To do:
A complete answer includes every line below with the word "racetrack".

Dataset:
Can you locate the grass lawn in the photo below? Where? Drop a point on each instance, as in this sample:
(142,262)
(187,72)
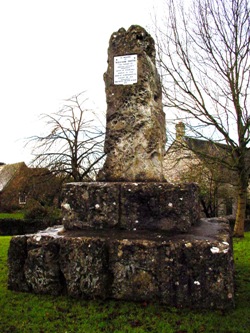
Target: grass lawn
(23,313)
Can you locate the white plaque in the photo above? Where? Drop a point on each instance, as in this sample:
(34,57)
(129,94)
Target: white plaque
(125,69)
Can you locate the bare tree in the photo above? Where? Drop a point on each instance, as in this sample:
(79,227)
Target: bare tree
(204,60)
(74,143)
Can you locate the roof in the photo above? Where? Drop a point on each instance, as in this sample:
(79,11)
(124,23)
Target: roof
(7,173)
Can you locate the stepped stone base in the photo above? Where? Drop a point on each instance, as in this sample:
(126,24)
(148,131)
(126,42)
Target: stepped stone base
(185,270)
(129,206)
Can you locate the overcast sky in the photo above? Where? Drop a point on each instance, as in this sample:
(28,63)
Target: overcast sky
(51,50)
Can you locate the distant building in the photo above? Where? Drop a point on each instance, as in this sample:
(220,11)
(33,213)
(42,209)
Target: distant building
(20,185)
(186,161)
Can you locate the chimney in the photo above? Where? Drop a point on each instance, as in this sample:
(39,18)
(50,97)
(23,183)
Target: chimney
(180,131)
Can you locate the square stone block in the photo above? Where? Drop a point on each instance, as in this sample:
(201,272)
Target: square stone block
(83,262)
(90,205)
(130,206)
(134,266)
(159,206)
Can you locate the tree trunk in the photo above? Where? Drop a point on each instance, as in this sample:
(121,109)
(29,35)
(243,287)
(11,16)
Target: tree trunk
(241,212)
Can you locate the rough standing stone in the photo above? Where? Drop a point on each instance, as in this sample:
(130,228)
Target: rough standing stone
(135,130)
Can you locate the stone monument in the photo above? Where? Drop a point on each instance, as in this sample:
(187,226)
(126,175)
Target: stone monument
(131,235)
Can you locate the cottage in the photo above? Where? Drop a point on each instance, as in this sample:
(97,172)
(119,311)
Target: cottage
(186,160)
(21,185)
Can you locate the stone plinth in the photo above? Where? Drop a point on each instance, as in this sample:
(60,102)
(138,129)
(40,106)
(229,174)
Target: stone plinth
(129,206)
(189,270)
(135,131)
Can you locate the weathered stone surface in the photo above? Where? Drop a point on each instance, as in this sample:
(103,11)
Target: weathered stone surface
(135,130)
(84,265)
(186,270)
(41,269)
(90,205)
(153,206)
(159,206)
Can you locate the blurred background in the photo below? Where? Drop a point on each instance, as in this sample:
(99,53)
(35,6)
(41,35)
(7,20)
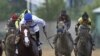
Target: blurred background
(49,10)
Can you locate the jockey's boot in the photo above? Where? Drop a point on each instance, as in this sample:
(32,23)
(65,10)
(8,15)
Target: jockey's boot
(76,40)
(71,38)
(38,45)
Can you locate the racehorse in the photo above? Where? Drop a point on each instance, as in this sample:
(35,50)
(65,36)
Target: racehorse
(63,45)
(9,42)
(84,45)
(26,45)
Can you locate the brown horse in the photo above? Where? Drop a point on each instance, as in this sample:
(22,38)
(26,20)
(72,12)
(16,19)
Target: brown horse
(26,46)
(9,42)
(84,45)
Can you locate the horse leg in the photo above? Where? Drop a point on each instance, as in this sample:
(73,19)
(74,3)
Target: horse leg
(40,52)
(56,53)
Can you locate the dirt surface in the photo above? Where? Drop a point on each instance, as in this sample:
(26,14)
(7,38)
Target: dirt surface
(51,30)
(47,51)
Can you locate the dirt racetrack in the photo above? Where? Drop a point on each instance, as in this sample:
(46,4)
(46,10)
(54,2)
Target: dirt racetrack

==

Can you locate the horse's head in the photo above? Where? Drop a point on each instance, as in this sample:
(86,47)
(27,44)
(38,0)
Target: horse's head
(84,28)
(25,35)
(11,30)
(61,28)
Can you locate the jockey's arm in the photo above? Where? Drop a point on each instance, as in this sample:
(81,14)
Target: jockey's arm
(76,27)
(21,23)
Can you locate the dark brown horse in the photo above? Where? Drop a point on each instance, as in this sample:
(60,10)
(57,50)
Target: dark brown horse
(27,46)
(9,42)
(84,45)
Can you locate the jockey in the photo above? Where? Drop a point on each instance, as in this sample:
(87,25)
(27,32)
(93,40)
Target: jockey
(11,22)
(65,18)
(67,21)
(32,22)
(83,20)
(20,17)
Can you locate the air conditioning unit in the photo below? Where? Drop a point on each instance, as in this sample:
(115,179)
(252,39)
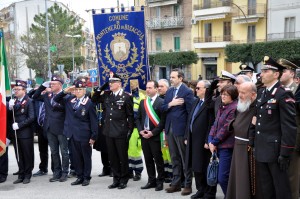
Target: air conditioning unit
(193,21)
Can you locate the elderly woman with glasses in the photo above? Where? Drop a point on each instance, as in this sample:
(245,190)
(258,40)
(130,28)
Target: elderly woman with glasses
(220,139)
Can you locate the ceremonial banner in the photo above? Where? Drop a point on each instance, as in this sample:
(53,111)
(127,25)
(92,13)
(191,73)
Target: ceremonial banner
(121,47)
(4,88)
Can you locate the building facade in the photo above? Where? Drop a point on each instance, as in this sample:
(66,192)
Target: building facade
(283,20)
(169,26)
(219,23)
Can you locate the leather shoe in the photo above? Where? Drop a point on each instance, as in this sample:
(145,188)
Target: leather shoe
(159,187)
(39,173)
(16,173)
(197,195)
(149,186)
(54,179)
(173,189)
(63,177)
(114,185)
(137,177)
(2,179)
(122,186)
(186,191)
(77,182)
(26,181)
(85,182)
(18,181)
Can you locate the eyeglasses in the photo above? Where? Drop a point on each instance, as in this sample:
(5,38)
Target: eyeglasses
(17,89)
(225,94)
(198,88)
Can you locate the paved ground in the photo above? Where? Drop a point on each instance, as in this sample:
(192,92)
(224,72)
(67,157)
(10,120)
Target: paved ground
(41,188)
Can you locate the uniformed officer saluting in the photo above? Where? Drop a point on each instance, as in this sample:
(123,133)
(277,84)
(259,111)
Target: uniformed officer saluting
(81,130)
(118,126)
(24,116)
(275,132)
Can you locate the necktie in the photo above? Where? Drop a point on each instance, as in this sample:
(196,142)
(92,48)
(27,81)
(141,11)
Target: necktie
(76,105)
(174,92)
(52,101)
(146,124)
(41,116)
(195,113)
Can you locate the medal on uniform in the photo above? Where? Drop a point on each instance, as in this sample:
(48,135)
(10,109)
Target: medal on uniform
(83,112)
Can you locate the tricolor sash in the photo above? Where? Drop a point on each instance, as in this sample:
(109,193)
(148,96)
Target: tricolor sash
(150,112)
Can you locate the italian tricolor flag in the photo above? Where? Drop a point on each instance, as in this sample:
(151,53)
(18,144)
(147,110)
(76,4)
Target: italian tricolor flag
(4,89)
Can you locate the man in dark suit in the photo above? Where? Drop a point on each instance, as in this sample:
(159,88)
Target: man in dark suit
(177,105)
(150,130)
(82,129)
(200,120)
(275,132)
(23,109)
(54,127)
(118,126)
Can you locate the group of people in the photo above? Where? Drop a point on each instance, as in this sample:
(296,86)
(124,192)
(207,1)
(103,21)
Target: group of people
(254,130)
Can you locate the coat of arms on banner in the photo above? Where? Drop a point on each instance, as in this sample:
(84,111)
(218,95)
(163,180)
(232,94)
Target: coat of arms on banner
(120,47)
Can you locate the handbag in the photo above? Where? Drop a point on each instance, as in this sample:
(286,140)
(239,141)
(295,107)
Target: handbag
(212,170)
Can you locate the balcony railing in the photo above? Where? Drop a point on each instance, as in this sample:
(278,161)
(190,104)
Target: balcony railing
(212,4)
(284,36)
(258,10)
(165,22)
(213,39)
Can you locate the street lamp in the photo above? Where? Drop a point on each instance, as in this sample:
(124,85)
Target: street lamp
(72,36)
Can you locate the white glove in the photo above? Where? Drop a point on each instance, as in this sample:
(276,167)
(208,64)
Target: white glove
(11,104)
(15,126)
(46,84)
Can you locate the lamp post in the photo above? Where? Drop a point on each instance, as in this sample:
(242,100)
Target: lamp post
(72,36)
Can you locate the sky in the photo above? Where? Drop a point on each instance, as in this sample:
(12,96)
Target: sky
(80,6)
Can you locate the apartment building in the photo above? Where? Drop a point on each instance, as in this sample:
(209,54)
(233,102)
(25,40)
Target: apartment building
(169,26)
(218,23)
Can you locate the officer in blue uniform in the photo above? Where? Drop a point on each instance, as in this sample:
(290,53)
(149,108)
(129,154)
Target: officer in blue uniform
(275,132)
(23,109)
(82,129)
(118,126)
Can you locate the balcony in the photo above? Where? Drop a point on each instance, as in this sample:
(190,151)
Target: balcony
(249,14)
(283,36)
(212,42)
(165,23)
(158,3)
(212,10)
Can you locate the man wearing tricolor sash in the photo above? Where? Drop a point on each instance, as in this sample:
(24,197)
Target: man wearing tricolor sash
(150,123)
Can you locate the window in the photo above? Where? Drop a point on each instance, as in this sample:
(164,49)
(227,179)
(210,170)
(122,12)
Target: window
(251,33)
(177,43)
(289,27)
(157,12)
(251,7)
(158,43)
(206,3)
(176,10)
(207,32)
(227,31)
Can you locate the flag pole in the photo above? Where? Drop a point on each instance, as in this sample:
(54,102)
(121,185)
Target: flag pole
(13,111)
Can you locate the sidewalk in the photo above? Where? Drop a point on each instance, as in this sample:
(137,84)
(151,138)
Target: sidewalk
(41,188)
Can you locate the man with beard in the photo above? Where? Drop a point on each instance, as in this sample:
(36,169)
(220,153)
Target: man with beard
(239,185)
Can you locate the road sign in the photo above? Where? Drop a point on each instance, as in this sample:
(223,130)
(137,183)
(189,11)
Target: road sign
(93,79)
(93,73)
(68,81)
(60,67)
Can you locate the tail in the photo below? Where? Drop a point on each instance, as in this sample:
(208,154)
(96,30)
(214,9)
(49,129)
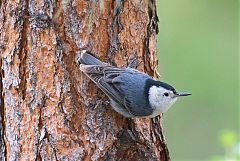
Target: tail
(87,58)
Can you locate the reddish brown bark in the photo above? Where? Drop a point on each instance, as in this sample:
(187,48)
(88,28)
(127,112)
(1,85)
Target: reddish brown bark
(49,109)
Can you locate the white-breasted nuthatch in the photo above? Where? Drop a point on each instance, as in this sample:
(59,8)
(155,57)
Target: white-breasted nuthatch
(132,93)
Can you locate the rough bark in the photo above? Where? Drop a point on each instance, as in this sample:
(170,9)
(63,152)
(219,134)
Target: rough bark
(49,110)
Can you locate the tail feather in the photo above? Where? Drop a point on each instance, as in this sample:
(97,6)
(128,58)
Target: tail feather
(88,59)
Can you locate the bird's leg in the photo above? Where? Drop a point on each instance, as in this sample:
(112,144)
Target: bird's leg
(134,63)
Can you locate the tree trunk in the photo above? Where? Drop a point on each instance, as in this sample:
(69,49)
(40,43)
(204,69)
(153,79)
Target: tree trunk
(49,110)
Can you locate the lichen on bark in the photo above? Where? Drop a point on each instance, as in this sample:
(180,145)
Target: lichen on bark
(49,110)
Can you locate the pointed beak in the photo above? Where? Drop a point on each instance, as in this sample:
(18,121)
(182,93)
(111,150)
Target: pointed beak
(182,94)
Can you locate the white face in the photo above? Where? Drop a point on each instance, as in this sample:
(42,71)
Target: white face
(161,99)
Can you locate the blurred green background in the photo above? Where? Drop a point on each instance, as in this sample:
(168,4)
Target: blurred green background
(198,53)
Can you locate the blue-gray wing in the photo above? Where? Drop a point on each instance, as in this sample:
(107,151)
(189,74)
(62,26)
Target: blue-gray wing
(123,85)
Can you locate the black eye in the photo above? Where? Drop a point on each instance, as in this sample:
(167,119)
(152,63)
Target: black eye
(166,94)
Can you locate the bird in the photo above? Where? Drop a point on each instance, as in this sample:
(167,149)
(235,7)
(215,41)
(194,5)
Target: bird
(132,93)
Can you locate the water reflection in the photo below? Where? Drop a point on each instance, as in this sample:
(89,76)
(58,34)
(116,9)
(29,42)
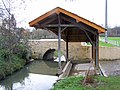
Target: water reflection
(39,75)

Output of the task:
Can you locate the dirt racetrack in the photo above? Where? Drop a point on each instance, as in this sample:
Target: dirt racetrack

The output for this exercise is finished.